┌──

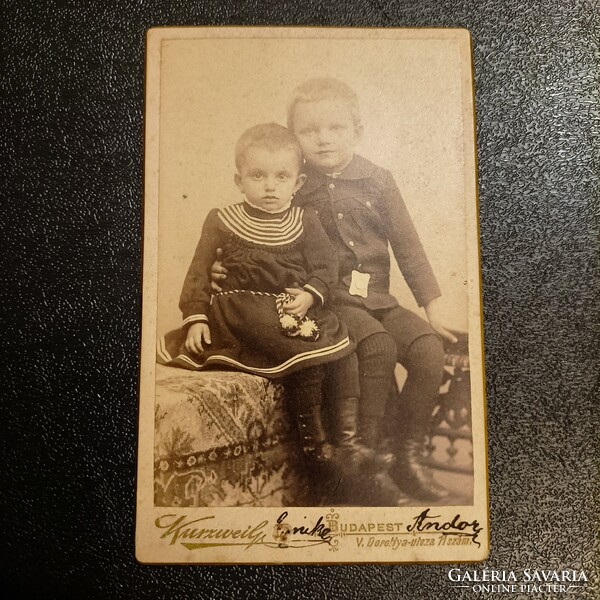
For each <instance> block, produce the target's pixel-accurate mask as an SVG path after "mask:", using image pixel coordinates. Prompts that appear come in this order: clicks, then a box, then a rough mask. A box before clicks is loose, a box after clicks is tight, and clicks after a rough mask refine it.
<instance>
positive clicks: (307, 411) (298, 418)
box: [297, 405, 334, 464]
mask: <svg viewBox="0 0 600 600" xmlns="http://www.w3.org/2000/svg"><path fill="white" fill-rule="evenodd" d="M297 421H298V430H299V431H300V439H301V440H302V449H303V450H304V454H305V455H306V456H307V457H308V458H309V459H310V460H312V461H314V462H316V463H321V464H326V463H329V462H331V460H332V459H333V455H334V453H333V447H332V446H331V444H330V443H329V442H328V441H327V438H326V436H325V431H324V429H323V422H322V420H321V407H320V406H318V405H317V406H312V407H311V408H310V409H308V410H307V411H306V412H304V413H302V414H299V415H298V416H297Z"/></svg>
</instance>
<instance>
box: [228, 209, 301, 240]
mask: <svg viewBox="0 0 600 600" xmlns="http://www.w3.org/2000/svg"><path fill="white" fill-rule="evenodd" d="M301 212H302V209H300V208H298V207H294V208H293V209H292V210H290V211H289V212H288V213H287V214H286V215H285V216H284V217H282V218H281V219H273V220H266V219H253V218H252V217H250V216H249V215H248V213H246V212H245V211H244V209H243V207H242V206H240V205H235V206H228V207H226V208H224V209H223V210H220V211H219V215H220V216H221V217H222V218H225V219H227V221H228V222H229V223H232V224H233V225H235V226H236V227H237V228H241V229H242V230H243V231H245V232H248V233H250V234H255V235H257V236H259V237H260V236H268V237H282V236H286V235H288V234H290V233H292V232H293V231H294V230H295V229H296V228H297V227H298V226H300V225H301V224H302V219H301V217H302V214H301Z"/></svg>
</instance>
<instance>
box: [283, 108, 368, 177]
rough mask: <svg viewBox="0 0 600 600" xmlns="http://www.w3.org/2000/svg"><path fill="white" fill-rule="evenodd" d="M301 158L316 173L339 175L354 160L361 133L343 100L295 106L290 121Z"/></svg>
mask: <svg viewBox="0 0 600 600" xmlns="http://www.w3.org/2000/svg"><path fill="white" fill-rule="evenodd" d="M292 125H293V127H292V128H293V130H294V133H295V134H296V137H297V138H298V142H299V143H300V147H301V148H302V152H303V154H304V158H305V159H306V160H307V162H309V163H310V164H312V165H313V166H315V167H316V168H317V169H319V170H320V171H323V172H325V173H333V172H335V171H341V170H342V169H343V168H344V167H345V166H346V165H347V164H348V163H349V162H350V161H351V160H352V157H353V156H354V148H355V147H356V143H357V142H358V140H359V138H360V135H361V129H360V128H359V127H356V126H355V124H354V119H353V118H352V114H351V113H350V109H349V107H348V105H347V103H345V102H344V101H343V100H336V99H325V100H318V101H316V102H298V104H296V107H295V109H294V115H293V119H292Z"/></svg>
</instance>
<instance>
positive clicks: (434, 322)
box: [425, 298, 458, 344]
mask: <svg viewBox="0 0 600 600" xmlns="http://www.w3.org/2000/svg"><path fill="white" fill-rule="evenodd" d="M439 300H440V298H434V299H433V300H432V301H431V302H430V303H429V304H428V305H427V306H426V307H425V312H426V313H427V318H428V319H429V324H430V325H431V328H432V329H433V330H434V331H435V332H436V333H437V334H438V335H441V336H442V337H443V338H444V339H446V340H448V341H449V342H452V343H453V344H455V343H456V342H457V341H458V340H457V339H456V337H455V336H454V335H453V334H452V333H450V332H449V331H448V330H447V329H446V327H445V326H444V322H443V319H442V317H441V314H440V312H441V311H440V304H439V302H438V301H439Z"/></svg>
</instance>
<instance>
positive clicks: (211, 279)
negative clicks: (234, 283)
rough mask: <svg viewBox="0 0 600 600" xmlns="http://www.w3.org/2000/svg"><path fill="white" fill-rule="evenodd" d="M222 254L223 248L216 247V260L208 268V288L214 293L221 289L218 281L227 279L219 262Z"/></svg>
mask: <svg viewBox="0 0 600 600" xmlns="http://www.w3.org/2000/svg"><path fill="white" fill-rule="evenodd" d="M222 256H223V250H221V248H217V260H215V262H214V263H213V264H212V267H211V268H210V289H211V291H212V292H213V293H214V294H219V293H220V292H222V291H223V288H222V287H221V286H220V285H219V281H223V280H224V279H227V269H226V268H225V267H224V266H223V263H222V262H221V257H222ZM209 343H210V342H209Z"/></svg>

└──

What you have to do:
Return every line from the one holding "negative clicks: (234, 283)" through the end of the data, exactly as it appears, with both ends kept and nothing else.

Expected answer:
negative clicks: (234, 283)
rough mask: <svg viewBox="0 0 600 600" xmlns="http://www.w3.org/2000/svg"><path fill="white" fill-rule="evenodd" d="M222 254L223 248L216 247V260L208 268V288L214 293L221 289L218 281L227 279L219 262Z"/></svg>
mask: <svg viewBox="0 0 600 600" xmlns="http://www.w3.org/2000/svg"><path fill="white" fill-rule="evenodd" d="M222 256H223V250H221V248H217V260H215V262H214V263H213V264H212V267H211V268H210V289H211V291H212V292H213V293H214V294H219V293H220V292H222V291H223V288H222V287H221V286H220V285H219V281H223V280H224V279H227V269H226V268H225V267H224V266H223V263H222V262H221V257H222ZM209 343H210V342H209Z"/></svg>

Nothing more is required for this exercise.